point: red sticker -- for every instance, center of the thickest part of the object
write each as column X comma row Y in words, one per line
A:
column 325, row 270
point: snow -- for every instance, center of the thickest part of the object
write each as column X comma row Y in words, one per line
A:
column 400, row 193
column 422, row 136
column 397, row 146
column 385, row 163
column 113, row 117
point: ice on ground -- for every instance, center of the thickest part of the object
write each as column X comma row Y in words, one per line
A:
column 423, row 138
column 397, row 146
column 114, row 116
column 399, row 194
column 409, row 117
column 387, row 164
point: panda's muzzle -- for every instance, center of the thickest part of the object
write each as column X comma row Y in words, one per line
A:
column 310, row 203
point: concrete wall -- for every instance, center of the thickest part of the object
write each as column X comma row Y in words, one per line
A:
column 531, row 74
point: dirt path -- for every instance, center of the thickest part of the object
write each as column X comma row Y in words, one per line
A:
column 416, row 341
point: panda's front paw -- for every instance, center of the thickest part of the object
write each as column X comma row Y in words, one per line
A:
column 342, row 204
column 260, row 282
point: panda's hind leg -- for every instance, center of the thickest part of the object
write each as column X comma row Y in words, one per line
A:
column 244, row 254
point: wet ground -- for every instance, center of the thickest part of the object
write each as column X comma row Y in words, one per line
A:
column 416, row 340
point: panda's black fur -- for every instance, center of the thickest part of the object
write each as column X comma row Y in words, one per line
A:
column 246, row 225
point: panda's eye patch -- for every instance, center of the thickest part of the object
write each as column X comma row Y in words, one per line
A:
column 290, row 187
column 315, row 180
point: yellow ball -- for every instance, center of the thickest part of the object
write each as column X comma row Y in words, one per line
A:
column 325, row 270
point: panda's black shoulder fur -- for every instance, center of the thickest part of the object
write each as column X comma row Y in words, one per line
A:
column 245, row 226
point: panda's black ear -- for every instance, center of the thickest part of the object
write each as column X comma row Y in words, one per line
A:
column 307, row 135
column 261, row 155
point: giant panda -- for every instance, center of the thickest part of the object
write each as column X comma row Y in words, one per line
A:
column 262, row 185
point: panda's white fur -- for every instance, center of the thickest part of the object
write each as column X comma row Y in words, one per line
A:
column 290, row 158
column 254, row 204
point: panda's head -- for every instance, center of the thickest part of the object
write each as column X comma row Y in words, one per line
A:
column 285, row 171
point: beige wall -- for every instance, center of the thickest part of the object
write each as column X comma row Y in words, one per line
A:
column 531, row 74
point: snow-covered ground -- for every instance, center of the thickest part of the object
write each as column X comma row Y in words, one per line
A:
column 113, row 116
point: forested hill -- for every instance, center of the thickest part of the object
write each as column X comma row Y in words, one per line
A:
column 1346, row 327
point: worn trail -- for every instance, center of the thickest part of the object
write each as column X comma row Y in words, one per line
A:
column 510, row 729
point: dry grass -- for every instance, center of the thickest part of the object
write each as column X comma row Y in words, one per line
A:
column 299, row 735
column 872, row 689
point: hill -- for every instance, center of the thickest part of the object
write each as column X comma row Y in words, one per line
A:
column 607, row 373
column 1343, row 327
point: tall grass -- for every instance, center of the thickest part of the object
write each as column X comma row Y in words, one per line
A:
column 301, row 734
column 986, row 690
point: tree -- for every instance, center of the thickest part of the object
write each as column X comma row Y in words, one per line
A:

--- --- ---

Goal:
Recast the lines starting with the one containing "point: hill -- for" and going on through the one containing "column 986, row 690" as a Markdown table with two columns, Number and Line, numbering each line in order and leaving out any blank lines.

Task response:
| Number | Line |
|---|---|
| 1 | point: hill -- for every instance, center of the thickest part of the object |
| 2 | write each as column X comma row Y in words, one per line |
| 3 | A: |
| 4 | column 607, row 373 |
| 5 | column 1343, row 327 |
| 6 | point: tall grass -- for every instance, center of the thickest part of the object |
| 7 | write each as column X comma row Y in words, one per line |
| 8 | A: |
| 9 | column 301, row 734 |
| 10 | column 986, row 690 |